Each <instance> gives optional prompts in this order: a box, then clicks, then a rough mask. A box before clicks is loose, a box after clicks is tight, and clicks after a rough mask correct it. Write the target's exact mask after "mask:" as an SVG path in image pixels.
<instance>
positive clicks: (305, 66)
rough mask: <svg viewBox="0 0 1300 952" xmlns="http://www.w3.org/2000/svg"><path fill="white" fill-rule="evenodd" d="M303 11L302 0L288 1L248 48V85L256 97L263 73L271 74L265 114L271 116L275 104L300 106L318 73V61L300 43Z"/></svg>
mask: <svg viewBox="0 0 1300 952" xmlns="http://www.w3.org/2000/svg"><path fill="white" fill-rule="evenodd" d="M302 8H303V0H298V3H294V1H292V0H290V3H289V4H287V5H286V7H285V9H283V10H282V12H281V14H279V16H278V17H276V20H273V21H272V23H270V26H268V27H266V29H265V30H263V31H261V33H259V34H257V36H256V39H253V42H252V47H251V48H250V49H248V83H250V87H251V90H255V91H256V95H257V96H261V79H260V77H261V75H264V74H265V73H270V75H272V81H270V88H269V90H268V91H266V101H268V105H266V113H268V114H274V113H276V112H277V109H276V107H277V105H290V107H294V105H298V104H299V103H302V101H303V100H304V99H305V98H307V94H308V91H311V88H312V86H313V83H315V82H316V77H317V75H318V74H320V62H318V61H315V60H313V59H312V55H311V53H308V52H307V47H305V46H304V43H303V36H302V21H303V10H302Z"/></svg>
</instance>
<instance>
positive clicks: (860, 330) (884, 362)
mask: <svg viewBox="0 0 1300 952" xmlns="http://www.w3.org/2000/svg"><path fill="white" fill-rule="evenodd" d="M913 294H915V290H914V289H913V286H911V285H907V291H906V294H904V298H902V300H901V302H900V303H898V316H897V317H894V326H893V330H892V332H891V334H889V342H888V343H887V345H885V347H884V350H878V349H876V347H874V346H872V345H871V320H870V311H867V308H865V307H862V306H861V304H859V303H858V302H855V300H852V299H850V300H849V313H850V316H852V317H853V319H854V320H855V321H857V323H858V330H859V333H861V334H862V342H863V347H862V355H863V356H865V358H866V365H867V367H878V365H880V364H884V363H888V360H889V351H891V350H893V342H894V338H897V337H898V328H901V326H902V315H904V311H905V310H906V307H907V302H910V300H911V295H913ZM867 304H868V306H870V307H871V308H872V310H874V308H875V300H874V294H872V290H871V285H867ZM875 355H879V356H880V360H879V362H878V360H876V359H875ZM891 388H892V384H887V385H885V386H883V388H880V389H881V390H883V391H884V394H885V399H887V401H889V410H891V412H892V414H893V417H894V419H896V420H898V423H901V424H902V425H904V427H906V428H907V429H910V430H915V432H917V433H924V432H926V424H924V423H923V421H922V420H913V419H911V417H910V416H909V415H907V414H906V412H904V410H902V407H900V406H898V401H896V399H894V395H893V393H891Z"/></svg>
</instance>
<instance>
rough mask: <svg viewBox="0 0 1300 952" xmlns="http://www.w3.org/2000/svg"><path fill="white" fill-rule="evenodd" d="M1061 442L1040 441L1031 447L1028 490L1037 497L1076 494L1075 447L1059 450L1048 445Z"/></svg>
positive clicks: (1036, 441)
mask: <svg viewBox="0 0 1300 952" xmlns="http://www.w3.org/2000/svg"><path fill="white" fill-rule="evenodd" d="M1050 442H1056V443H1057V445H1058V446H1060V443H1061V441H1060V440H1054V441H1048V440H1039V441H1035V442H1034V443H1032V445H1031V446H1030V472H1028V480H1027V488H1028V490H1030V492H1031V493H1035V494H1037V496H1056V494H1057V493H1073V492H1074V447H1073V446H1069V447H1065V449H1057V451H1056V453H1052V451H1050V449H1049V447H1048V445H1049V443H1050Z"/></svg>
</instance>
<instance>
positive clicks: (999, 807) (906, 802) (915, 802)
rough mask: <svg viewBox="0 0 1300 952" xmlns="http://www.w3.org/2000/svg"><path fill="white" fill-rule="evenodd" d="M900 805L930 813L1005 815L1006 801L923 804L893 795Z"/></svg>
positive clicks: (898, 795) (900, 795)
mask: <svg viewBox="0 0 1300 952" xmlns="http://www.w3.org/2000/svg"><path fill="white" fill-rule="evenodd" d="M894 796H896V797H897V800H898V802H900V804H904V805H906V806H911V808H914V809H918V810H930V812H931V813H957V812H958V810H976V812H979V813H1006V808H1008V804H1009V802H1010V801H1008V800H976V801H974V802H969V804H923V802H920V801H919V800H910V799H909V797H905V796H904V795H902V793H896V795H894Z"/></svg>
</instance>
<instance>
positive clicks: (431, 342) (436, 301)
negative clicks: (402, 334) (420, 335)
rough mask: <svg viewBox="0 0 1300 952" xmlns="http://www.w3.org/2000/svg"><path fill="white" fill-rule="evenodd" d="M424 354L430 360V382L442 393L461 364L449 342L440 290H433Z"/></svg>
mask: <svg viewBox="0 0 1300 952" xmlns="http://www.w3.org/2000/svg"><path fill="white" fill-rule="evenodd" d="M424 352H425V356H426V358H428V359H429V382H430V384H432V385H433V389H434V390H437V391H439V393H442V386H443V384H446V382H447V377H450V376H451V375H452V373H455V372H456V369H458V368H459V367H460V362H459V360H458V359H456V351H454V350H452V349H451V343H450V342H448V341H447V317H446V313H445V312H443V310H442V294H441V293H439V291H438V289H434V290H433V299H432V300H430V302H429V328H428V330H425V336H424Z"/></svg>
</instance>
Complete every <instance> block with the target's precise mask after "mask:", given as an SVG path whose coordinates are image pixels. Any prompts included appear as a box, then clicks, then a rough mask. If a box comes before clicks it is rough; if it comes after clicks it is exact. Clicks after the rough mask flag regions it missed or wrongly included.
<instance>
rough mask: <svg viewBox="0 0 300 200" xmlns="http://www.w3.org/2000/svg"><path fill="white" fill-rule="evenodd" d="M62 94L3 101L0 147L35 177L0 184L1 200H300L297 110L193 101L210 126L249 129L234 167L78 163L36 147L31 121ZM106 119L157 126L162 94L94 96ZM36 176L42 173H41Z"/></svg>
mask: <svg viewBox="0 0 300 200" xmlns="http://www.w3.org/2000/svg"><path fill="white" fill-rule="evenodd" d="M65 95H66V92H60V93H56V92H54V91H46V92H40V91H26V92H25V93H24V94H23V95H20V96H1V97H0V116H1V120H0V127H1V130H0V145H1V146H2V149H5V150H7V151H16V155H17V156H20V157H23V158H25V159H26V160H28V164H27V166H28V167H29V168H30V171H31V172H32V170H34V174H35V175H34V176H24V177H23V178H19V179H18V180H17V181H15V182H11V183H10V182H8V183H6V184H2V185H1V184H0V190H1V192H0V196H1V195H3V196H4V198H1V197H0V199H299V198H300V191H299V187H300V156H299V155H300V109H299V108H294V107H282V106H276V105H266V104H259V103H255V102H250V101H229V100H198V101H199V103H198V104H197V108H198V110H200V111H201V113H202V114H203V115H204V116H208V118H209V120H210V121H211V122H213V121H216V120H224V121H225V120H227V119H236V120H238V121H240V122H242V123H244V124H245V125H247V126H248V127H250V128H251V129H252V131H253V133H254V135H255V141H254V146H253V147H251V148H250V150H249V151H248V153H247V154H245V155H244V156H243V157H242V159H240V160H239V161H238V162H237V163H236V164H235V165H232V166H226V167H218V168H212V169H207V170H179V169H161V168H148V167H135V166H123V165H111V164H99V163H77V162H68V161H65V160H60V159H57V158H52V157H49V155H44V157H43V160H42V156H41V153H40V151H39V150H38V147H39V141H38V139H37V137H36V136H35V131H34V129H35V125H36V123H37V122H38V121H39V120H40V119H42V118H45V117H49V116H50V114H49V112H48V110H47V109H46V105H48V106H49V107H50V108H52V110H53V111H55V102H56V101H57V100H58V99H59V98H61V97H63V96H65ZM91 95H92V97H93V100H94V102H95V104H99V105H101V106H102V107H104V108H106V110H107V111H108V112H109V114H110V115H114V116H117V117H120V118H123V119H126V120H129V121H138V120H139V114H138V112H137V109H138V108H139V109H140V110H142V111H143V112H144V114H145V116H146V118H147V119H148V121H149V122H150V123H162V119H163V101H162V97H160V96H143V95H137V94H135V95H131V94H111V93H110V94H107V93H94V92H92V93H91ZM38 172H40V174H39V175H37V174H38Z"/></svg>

#####

### WORK TO BE COMPLETED
Only a number is expected: how many lines of the data include the string "pixels".

### RESPONSE
2